How many lines in the rows below contain the string "green"? Case counts, so reply with the number alone.

**Records from a collection:**
:::::
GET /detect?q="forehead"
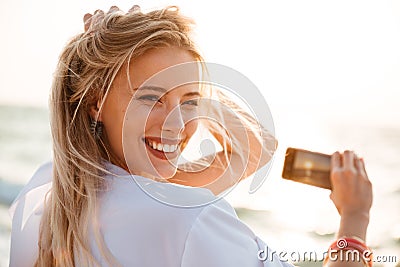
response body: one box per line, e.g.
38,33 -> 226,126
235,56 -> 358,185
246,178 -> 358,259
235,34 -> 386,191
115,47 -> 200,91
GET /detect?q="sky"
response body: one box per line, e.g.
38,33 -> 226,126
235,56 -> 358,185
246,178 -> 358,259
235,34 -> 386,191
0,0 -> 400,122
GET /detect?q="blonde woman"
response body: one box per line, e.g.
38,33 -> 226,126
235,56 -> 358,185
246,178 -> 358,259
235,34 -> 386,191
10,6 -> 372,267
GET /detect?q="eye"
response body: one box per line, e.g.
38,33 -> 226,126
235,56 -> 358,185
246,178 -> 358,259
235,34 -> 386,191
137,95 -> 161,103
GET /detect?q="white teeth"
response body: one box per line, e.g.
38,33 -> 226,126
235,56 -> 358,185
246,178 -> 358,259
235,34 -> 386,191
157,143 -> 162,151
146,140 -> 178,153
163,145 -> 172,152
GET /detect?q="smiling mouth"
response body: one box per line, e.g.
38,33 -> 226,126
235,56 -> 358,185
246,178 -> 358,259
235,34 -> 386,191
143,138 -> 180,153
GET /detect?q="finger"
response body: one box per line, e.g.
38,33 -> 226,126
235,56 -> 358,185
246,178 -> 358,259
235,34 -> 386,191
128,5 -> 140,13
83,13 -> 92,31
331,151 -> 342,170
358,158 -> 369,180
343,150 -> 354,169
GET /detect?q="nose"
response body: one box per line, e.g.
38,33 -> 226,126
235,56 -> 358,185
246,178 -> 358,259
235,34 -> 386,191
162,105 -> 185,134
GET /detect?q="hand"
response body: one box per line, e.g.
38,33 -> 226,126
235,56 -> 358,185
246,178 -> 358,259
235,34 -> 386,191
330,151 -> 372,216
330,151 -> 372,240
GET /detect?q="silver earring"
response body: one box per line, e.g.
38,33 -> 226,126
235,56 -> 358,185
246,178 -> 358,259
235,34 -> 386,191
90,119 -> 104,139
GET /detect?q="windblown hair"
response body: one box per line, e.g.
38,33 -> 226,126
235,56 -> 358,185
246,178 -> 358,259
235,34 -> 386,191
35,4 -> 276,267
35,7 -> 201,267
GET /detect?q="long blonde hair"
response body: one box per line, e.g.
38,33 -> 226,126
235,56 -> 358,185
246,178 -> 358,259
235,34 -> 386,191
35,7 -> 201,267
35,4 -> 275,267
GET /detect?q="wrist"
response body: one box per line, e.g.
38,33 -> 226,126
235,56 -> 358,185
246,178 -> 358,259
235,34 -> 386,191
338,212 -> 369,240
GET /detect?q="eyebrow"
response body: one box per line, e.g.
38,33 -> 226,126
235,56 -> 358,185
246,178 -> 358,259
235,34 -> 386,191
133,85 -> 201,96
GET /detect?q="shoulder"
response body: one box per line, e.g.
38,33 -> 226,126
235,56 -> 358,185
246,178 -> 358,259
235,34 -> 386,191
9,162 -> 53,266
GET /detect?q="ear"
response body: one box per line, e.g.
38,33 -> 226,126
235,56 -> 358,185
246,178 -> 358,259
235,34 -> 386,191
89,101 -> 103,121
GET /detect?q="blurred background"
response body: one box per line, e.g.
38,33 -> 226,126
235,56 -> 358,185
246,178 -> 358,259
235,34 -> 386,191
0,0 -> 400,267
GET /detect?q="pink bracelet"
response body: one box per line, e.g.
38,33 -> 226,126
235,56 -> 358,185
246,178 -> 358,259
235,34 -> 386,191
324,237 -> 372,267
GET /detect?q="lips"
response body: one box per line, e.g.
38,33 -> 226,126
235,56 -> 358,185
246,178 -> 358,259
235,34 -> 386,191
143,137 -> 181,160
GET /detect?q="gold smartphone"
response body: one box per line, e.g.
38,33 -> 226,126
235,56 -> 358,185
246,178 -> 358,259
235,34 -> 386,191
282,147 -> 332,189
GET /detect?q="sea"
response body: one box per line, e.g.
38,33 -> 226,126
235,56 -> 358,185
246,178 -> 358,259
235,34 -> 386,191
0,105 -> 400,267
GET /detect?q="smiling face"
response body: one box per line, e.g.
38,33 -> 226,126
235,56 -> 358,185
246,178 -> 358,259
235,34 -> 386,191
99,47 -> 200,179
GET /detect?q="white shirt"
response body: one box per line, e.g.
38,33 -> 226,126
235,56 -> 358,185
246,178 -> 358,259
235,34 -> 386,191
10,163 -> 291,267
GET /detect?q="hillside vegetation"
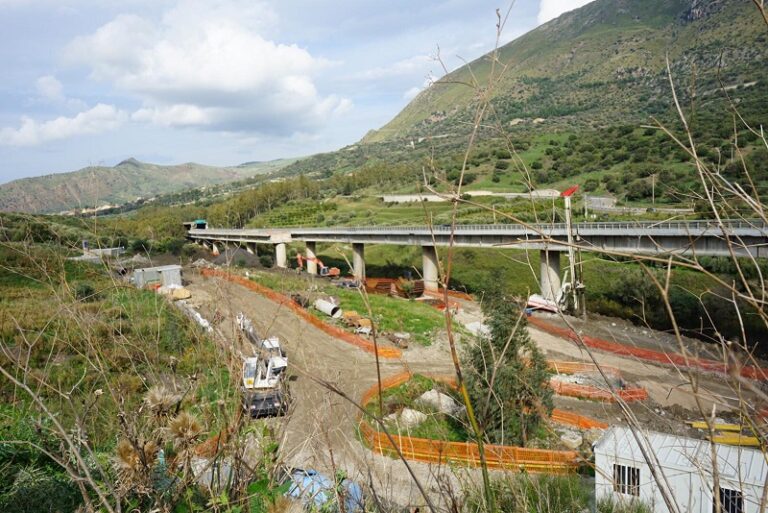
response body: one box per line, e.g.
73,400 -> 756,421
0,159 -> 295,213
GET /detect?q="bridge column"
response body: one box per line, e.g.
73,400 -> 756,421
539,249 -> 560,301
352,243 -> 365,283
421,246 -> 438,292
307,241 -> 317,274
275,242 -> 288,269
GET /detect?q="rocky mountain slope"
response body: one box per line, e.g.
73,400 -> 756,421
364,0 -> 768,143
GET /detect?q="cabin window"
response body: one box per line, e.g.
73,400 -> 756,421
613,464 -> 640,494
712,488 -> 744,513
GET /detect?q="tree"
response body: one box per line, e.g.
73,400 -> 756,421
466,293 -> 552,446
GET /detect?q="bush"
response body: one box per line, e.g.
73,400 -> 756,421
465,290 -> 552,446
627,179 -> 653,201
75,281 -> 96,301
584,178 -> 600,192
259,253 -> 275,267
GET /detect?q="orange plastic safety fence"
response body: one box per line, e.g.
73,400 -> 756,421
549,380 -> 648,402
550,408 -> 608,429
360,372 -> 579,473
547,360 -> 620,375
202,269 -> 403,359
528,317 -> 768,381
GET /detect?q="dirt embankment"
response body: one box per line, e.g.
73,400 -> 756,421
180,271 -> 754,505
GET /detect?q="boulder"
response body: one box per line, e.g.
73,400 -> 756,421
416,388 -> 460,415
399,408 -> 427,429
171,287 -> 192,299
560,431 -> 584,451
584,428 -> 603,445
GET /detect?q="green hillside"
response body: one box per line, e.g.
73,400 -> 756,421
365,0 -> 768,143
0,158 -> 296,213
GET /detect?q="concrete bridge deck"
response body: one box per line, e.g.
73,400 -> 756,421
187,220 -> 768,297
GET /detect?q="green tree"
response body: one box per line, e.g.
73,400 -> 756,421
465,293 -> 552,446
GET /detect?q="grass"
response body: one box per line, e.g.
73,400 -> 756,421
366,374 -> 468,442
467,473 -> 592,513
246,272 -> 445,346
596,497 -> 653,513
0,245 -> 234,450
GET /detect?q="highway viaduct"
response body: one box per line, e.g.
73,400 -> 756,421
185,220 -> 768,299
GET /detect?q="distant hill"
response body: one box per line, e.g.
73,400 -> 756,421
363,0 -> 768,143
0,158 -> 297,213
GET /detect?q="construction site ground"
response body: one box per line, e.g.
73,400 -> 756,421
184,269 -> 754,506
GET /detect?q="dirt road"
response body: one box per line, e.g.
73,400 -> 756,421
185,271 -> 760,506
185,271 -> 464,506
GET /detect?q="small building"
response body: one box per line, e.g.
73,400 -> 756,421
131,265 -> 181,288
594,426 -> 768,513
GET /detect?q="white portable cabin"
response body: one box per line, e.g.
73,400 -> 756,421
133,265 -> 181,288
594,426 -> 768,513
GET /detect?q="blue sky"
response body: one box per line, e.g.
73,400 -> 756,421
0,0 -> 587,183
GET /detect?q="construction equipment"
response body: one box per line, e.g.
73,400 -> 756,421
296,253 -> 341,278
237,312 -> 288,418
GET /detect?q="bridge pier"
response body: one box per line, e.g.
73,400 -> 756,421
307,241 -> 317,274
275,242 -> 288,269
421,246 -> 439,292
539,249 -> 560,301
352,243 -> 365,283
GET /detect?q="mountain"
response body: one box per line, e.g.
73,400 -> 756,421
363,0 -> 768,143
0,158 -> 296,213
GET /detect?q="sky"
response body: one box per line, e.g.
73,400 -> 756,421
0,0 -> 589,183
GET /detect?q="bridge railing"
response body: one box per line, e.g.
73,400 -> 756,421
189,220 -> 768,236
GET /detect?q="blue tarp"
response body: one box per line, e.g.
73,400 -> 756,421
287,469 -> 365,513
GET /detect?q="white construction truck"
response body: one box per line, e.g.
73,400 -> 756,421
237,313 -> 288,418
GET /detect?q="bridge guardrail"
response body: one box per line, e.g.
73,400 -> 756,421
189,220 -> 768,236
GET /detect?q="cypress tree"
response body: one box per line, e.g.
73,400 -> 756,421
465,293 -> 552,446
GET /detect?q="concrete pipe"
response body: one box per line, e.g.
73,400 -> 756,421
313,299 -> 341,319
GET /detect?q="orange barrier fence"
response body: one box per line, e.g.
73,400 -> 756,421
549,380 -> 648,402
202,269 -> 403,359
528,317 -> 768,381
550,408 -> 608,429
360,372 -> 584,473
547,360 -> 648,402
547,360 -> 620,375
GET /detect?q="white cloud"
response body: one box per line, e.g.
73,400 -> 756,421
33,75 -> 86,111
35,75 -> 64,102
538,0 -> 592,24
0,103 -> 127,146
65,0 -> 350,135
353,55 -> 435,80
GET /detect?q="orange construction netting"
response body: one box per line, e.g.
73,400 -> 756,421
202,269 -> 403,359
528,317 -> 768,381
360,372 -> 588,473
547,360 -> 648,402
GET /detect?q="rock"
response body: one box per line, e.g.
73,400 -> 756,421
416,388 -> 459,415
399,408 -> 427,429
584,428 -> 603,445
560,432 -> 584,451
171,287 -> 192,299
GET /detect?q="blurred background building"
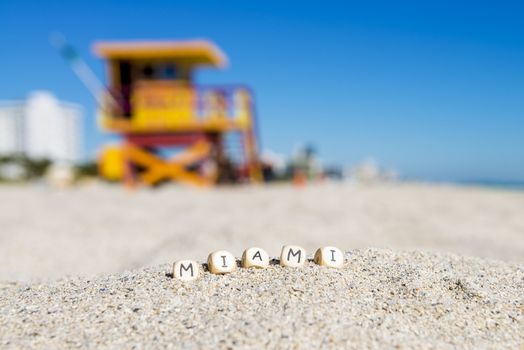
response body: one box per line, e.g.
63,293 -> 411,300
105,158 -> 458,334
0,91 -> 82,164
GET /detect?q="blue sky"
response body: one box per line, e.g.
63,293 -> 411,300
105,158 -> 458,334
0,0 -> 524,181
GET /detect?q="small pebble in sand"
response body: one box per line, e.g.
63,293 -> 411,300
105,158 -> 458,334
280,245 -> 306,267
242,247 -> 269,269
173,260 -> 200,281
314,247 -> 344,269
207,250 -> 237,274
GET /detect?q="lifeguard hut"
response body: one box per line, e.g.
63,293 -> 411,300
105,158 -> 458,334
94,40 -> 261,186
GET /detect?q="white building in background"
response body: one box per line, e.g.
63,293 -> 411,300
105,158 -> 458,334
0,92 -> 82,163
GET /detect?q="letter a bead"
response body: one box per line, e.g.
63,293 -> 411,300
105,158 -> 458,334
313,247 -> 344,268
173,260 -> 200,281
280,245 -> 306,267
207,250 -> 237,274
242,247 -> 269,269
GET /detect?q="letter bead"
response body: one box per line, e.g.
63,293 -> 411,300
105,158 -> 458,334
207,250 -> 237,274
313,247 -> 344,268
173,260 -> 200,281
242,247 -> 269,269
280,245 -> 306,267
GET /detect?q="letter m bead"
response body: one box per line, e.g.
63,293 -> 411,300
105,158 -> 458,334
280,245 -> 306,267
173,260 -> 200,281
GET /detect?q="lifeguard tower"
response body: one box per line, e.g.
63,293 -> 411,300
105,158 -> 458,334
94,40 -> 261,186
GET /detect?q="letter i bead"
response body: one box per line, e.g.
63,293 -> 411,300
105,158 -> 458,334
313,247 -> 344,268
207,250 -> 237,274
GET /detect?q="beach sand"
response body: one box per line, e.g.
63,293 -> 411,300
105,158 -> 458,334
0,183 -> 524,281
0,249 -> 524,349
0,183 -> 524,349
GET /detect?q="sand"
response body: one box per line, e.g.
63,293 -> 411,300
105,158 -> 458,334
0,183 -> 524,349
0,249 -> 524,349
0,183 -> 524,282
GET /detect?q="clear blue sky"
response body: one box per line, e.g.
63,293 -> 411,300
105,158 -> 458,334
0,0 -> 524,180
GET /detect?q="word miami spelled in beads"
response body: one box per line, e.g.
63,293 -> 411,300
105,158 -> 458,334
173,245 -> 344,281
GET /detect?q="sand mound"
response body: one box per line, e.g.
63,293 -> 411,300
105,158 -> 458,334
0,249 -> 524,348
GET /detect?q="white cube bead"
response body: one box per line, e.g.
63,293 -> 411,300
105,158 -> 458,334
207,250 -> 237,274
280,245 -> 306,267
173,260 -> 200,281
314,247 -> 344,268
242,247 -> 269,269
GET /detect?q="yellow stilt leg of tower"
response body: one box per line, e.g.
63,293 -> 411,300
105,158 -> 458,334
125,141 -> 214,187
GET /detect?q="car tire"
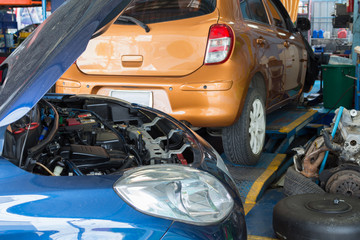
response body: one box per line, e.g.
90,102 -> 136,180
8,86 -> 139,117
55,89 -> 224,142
:::::
**Exercise output:**
2